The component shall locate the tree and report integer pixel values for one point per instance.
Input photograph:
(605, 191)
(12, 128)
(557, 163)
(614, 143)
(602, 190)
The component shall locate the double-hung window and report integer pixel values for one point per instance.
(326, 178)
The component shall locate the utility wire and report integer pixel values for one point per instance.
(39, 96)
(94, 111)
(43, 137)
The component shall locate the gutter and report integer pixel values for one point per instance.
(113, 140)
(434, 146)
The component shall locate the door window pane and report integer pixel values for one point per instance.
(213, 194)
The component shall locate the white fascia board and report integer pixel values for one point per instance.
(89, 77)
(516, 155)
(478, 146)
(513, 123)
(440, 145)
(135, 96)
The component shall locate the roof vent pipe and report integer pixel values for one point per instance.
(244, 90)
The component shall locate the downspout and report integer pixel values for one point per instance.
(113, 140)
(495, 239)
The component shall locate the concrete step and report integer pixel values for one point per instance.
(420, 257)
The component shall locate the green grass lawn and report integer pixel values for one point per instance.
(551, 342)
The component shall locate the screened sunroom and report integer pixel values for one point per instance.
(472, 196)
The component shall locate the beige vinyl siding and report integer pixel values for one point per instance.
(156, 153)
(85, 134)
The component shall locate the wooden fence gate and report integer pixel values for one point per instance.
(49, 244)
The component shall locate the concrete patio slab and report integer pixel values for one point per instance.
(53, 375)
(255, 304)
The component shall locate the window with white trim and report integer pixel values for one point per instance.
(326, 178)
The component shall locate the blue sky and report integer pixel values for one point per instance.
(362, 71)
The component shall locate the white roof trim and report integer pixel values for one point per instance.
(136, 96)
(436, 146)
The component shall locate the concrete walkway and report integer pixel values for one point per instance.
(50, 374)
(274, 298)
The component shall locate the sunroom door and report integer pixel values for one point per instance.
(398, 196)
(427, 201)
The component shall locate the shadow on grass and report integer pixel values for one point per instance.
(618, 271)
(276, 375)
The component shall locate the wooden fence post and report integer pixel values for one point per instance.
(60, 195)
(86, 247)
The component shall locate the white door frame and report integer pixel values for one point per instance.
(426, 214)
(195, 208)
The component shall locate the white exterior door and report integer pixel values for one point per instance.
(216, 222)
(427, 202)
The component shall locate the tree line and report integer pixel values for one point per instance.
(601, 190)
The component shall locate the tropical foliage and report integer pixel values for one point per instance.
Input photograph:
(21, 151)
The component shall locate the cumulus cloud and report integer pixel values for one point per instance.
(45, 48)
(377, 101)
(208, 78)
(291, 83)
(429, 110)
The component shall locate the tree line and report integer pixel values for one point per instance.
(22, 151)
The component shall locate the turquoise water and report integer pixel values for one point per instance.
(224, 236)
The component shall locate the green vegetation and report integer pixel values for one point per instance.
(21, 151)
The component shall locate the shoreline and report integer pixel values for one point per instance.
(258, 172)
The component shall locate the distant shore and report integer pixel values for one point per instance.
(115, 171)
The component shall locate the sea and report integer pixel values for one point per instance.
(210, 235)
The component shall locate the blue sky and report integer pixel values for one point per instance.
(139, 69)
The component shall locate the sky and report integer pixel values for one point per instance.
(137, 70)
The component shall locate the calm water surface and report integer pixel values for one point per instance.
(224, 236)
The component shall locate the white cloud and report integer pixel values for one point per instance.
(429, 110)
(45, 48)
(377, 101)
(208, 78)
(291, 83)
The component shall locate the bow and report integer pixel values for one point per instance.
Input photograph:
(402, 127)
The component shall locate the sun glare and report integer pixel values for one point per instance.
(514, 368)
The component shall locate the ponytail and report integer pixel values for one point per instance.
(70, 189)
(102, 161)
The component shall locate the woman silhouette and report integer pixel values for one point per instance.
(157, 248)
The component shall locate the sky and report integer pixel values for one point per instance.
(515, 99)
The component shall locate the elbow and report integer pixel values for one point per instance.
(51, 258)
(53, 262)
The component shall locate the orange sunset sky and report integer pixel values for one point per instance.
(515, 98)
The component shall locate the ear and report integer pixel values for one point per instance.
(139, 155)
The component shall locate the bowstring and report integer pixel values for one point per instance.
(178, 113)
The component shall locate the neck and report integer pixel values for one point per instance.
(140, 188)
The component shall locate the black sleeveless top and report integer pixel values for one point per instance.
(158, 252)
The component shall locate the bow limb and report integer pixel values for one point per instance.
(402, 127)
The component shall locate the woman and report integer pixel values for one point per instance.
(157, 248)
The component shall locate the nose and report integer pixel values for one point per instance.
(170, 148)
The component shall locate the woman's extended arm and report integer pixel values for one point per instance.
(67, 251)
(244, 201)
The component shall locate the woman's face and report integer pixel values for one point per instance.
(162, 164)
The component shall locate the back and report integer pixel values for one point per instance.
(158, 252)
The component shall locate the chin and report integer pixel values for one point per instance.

^^^^^^^^^^^^^^^^

— Short exercise —
Copy out the data shown above without altering anything.

— Exercise solution —
The component shall locate the tree and report integer pixel values for one point per instance.
Input photograph:
(605, 191)
(12, 128)
(557, 163)
(614, 143)
(602, 190)
The component shall locate the double-hung window and report integer pixel values for one point per instance.
(326, 178)
The component shall locate the utility wire and report integer pixel values for one point per instance.
(39, 96)
(94, 111)
(43, 137)
The component shall locate the gutter and report integer pixel values for one point per instance.
(113, 140)
(434, 146)
The component shall locate the door window pane and report integer pixel values for one point per instance.
(213, 194)
The component shall locate the white fascia board and report integer pixel values for one point per instance.
(89, 77)
(516, 155)
(478, 146)
(513, 123)
(440, 145)
(135, 96)
The component shall locate the roof vent pipe and report integer pixel values for one point per instance.
(244, 90)
The component shall locate the downspout and report integer pixel values for one point per instance.
(113, 140)
(495, 239)
The component shall locate the concrete step and report integer pixel values for one point per instance.
(420, 257)
The component shall locate the green grass lawn and report integer pixel values for one point per instance.
(551, 342)
The component shall locate the screened sunroom and report integer pixel values for one point per instance.
(472, 196)
The component shall locate the beige vinyl siding and report integer pixel values for one point per instance.
(156, 153)
(85, 134)
The component shall locate the wooden fence gate and report integer pixel values for one point per instance.
(49, 244)
The component shall locate the concrete patio slab and report integer pixel values for one point per instance.
(53, 375)
(255, 304)
The component shall locate the window with white trim and report integer pixel values for one point per instance.
(326, 178)
The component shall locate the blue sky and report integer pixel values for one point per instance.
(362, 71)
The component shall locate the white roof trim and report integer pixel values for one point per instance.
(136, 96)
(436, 146)
The component shall locate the concrete walkway and report integer pixel values for one point per instance.
(50, 374)
(274, 298)
The component shall locate the sunroom door and report integer pixel values for one point per instance.
(398, 196)
(427, 201)
The component shall locate the shadow on grass and report integer pixel values for one point per instance.
(618, 271)
(276, 375)
The component shall locate the wooden fence post and report integer pixel values for one point per instance.
(60, 195)
(86, 247)
The component shall locate the white door frame and report integer pixel values for one point per instance.
(426, 214)
(195, 208)
The component shall locate the white exterior door and report integer pixel values for one point per instance.
(216, 222)
(427, 202)
The component shall locate the tree line and report integer pixel values for one point per instance.
(601, 190)
The component shall locate the tropical foliage and report integer pixel values for one point per instance.
Input photograph:
(21, 151)
The component shall locate the cumulus cloud and report integer pixel values for one point per instance.
(45, 48)
(377, 101)
(208, 78)
(291, 83)
(429, 110)
The component shall locate the tree line and report integer pixel values for one point per instance.
(22, 151)
The component shall locate the turquoise water and report integer pixel values for one point per instance.
(224, 236)
The component shall locate the green vegetation and report integer pixel values for one point per instance.
(21, 151)
The component shall locate the shoreline and report integer pixel values for one point per instance.
(258, 172)
The component shall locate the distant shore and report integer pixel values for one point per instance.
(115, 171)
The component shall locate the sea and report integer pixel values for one point per instance.
(210, 235)
The component shall locate the blue sky and report integer pixel values for one point per instance.
(139, 69)
The component shall locate the sky and report integer pixel values for one point per instance.
(137, 70)
The component shall locate the calm water surface and report integer pixel values for one point per instance.
(224, 236)
The component shall locate the white cloud and report integer pixel values for one point per instance.
(429, 110)
(45, 48)
(377, 101)
(208, 78)
(291, 83)
The component shall locate the bow and report integer pixel values for one point per instance.
Input photograph:
(402, 127)
The component shall locate the sun glare and report integer pixel values for one point per instance.
(514, 368)
The component shall locate the ponytail and report integer pixel values for one point per instance.
(70, 189)
(102, 161)
The component shall locate the woman silhouette and report integer pixel values for one point per instance.
(157, 248)
The component shall locate the sky and report integer pixel values for one point per instance.
(515, 99)
The component shall locate the elbow and report integer pixel values for one point per instance.
(51, 258)
(53, 262)
The component shall locate the orange sunset sky and report integer pixel values for one point per instance.
(515, 98)
The component shall locate the ear and report integer pixel values for one point per instance.
(139, 155)
The component shall locate the bowstring and report integer pixel values for one point per instance.
(178, 113)
The component shall locate the neck and report integer pixel values for one point per instance.
(140, 188)
The component shall locate the black sleeveless top and report integer pixel values for one point per instance.
(158, 252)
The component shall locate the bow limb and report integer pixel values for one point per instance.
(402, 127)
The component shall locate the woman and report integer pixel values for one point per instance.
(157, 248)
The component shall locate the nose and report integer pixel values for one point per instance.
(170, 148)
The component shall locate the woman's extended arm and report integer pixel values for one point per instance.
(67, 251)
(244, 201)
The component shall locate the woman's face and report integer pixel values for one point per instance.
(162, 164)
The component shall locate the back and report integer pixel values for one point per instance.
(158, 252)
The component shall locate the chin and report integer pixel values for one point per instance.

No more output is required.